WHAT IS NEEDED ▸ Reproduce each of the following entries verbatim, preserving every line without alteration.
>> begin
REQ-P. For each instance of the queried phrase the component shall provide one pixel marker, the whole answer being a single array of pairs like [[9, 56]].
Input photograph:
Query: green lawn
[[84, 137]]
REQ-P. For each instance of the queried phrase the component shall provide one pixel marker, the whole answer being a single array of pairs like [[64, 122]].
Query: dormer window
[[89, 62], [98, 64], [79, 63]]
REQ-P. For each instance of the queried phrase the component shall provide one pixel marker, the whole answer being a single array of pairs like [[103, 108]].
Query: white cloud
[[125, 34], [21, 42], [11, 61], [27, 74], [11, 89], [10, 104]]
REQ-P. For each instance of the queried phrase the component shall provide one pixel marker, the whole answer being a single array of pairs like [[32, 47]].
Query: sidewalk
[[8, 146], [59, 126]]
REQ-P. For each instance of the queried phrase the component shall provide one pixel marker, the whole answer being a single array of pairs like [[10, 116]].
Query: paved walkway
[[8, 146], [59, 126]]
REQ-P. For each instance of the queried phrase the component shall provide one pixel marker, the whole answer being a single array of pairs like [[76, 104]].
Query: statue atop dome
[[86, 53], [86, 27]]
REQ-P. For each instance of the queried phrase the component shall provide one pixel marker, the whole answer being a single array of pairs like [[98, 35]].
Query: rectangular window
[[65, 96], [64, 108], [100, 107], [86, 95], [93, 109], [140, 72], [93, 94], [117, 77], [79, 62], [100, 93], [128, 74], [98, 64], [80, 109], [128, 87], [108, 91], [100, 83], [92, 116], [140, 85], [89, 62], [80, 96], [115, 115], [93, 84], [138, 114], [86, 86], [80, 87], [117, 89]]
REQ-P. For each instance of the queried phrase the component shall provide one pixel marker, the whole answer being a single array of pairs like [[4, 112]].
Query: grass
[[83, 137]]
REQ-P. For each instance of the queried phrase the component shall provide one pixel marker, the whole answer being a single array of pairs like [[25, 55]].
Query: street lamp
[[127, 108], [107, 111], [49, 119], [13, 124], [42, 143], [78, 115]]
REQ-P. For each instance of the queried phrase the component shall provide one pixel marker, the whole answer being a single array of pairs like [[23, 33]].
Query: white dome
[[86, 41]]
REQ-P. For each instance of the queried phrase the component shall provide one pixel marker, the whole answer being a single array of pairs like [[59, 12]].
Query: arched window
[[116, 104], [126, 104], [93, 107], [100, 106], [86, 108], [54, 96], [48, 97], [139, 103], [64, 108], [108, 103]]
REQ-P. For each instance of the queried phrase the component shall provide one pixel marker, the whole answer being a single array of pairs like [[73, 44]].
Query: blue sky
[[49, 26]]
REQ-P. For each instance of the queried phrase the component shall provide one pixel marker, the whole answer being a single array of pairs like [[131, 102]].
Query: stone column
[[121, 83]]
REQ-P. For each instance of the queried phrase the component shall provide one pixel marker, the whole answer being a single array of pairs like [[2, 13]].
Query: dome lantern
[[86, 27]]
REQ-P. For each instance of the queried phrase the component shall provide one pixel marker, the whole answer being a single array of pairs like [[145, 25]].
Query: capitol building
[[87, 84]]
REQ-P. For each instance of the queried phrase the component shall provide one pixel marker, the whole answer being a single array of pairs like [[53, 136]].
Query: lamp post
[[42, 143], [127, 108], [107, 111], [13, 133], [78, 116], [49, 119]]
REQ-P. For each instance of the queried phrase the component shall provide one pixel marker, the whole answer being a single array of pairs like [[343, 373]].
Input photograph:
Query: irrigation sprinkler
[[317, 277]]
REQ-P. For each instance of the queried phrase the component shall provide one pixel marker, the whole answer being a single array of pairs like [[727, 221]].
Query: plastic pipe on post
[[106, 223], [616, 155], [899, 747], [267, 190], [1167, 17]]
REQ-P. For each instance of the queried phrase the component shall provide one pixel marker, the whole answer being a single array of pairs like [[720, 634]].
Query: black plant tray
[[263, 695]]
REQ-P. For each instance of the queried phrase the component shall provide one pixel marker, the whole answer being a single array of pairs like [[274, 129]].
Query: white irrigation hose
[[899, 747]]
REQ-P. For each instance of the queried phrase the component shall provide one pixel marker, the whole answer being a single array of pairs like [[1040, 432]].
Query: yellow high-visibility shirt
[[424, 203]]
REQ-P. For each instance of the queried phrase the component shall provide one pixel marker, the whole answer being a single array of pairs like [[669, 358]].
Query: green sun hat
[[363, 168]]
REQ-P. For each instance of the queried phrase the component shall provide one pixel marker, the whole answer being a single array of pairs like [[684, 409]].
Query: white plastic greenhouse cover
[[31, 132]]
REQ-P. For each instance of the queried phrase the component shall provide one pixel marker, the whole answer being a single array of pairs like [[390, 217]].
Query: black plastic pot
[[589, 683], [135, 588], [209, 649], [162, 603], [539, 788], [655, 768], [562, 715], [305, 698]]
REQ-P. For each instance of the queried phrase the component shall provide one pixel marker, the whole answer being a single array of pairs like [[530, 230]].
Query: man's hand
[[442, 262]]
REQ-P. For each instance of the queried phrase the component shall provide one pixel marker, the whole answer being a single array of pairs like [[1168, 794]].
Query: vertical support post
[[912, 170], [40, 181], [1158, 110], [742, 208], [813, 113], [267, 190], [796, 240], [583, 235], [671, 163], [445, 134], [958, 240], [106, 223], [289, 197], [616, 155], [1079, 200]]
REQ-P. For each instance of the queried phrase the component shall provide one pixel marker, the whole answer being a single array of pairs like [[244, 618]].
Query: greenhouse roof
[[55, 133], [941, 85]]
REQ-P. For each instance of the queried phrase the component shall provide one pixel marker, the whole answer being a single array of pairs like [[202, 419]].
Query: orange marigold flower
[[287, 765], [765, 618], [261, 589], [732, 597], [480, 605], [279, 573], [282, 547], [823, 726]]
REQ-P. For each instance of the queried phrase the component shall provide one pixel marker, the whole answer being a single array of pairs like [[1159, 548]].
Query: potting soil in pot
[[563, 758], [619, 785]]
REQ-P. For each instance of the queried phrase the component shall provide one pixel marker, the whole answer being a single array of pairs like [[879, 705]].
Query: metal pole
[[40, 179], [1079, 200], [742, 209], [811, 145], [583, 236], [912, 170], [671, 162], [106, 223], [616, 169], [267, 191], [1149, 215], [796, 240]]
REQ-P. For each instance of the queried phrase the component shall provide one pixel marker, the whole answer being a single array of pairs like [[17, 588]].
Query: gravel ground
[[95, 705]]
>> end
TASK ANSWER ▸
REQ-P. For each instance of the queried phrase the component shall provide one pixel marker, the whole answer being a single array of pairs like [[9, 56]].
Input photograph:
Query: green lawn
[[84, 137]]
REQ-P. For each instance of the queried phrase the component shall provide one pixel marker, the whole answer being a single array of pairs like [[64, 122]].
Query: dormer window
[[89, 62], [98, 64], [79, 63]]
REQ-P. For each instance of the queried phrase the component shall provide one pixel marker, the whole answer being a single array of pairs like [[103, 108]].
Query: white cloud
[[125, 34], [21, 42], [11, 61], [27, 74], [11, 89], [10, 104]]
REQ-P. For each instance of the queried phrase the component shall provide one pixel marker, the whole answer being a single array of pairs like [[32, 47]].
Query: sidewalk
[[8, 146], [59, 126]]
REQ-P. For each instance of the queried phrase the component shall provide one pixel marker, the whole answer being a single array of pairs like [[10, 116]].
Query: paved walkway
[[8, 146], [59, 126]]
REQ-P. For each instance of the queried phrase the component shall provide one pixel marker, the whole answer being a single array of pairs like [[76, 104]].
Query: statue atop dome
[[86, 53], [86, 27]]
REQ-P. For each instance of the queried phrase the component shall provide one pixel marker, the whole answer being a single array of pairs like [[98, 35]].
Query: rectangular window
[[65, 96], [64, 108], [100, 107], [86, 95], [93, 109], [140, 72], [93, 94], [117, 77], [79, 62], [100, 93], [128, 74], [98, 64], [80, 109], [128, 87], [108, 91], [100, 83], [92, 116], [140, 85], [89, 62], [80, 96], [115, 115], [93, 84], [138, 114], [86, 86], [80, 87], [117, 89]]
REQ-P. For each instance of the queried phrase the component shall provide one pixel marker, the whole answer being a single array of pairs like [[4, 112]].
Query: grass
[[83, 137]]
REQ-P. For each instance of the queried phrase the component shall provide one pixel marker, the whole answer being a single array of pairs like [[25, 55]].
Query: street lamp
[[127, 108], [107, 111], [49, 119], [13, 124], [42, 143], [78, 115]]
REQ-P. For each instance of the queried phrase the component shall provide one pixel marker, the whole answer being a single array of pairs like [[23, 33]].
Query: white dome
[[86, 41]]
REQ-P. For each instance of the queried phrase the component shall provide one pixel marker, the whole answer being a single array of pairs like [[59, 12]].
Query: arched window
[[116, 104], [126, 104], [93, 107], [100, 106], [86, 108], [54, 96], [48, 97], [139, 103], [64, 108], [108, 103]]
REQ-P. For each instance of the queried phrase the component shall provide one pixel marker, the whole answer being a single array of pairs like [[73, 44]].
Query: blue sky
[[49, 26]]
REQ-P. For each instance of the queried phrase the component shall provide one pixel marker, the whole answer being a single array of pairs like [[131, 102]].
Query: stone column
[[121, 83]]
REQ-P. For each instance of the queried phrase the component shall provide one pixel marker, the whole answer being a single array of pairs like [[2, 13]].
Query: dome lantern
[[86, 27]]
REQ-P. For each instance of the queried phrase the component shall provide one pixel marker, the whole answer being a single array of pairs like [[145, 25]].
Query: capitol building
[[87, 84]]
REQ-P. For each instance of the queried phrase the component shall provide one pixel marker, the whole answer being a single array of pairs like [[53, 136]].
Query: lamp post
[[42, 143], [127, 108], [107, 111], [13, 133], [78, 116], [49, 119]]
REQ-P. For each instance of the queried phrase the component shall provide one pixel marker, the whole answer being a single array of pairs like [[343, 373]].
Input photograph:
Query: irrigation sprinkler
[[317, 277]]
REQ-P. For each instance of the queried phrase the component shall provide one pixel marker, the whole answer being a single array of pairs like [[727, 221]].
Query: plastic pipe on post
[[106, 223], [616, 155], [899, 747], [267, 190], [1167, 17]]
REQ-P. For each instance of the queried phrase the component shall provide one pixel marker, the whole answer being a single array of pairs like [[720, 634]].
Query: black plant tray
[[263, 695]]
REQ-P. For each instance of the queried phrase the component shall provide one pixel marker, the whole answer being a single array of pairs like [[274, 129]].
Query: white irrigation hose
[[899, 747]]
REQ-P. For each instance of the queried phrase the component shall provide one pixel marker, the whole answer being a single array of pairs like [[1040, 432]].
Query: yellow high-visibility shirt
[[424, 203]]
REQ-P. For each instance of the queried phrase the component shall provide one pixel marker, the whole answer being a single array of pairs like [[669, 358]].
Query: green sun hat
[[363, 168]]
REQ-P. For each instance of the queried phrase the component shall provide one pixel marker, the whole answer being a single array of pairs like [[684, 409]].
Query: white plastic greenhouse cover
[[31, 132]]
REQ-P. For each instance of the queried phrase the component shall provide one pixel marker, the whole answer being a single array of pairs like [[390, 217]].
Query: black plastic pot
[[589, 683], [135, 588], [209, 649], [162, 603], [539, 788], [655, 768], [562, 715], [305, 698]]
REQ-P. For each instance of the queried phrase the component shall provide one pixel marker, the whole answer being a single array of pairs like [[530, 230]].
Query: man's hand
[[442, 262]]
REQ-P. For each instance of the queried phrase the component shall provide one pixel marker, the whole answer being a single array of pairs like [[1168, 794]].
Query: vertical support post
[[912, 170], [40, 181], [1158, 110], [742, 208], [813, 113], [267, 190], [796, 240], [583, 235], [671, 163], [445, 134], [958, 240], [106, 223], [289, 197], [616, 155], [1079, 200]]
REQ-P. For each instance of the queried phrase the component shall provide one pixel marker, the whole answer being a single array of pairs like [[244, 618]].
Query: greenhouse roof
[[55, 133], [941, 85]]
REQ-P. For each instance of the queried phrase the component shall provide one pixel marker, the whole answer being a single array of pairs like [[202, 419]].
Query: orange marigold flower
[[287, 765], [765, 618], [261, 589], [732, 597], [480, 605], [279, 573], [282, 547], [823, 726]]
REQ-P. For each instance of the queried phrase the component shall provide one pixel marker, the whole answer being a single array of pairs like [[1159, 548]].
Query: potting soil in pot
[[563, 758], [619, 785]]
REQ-P. For each instance of the queried phrase the component shall provide one pixel marker, the whole answer being a single array of pairs like [[879, 705]].
Query: metal pole
[[40, 179], [1079, 200], [742, 209], [811, 145], [583, 236], [912, 170], [671, 162], [106, 223], [616, 169], [267, 191], [1149, 215], [796, 240]]
REQ-P. For each instance of the queried phrase the component shall provide one pixel marker, the whole answer being a single array of pairs like [[17, 588]].
Query: gravel ground
[[95, 705]]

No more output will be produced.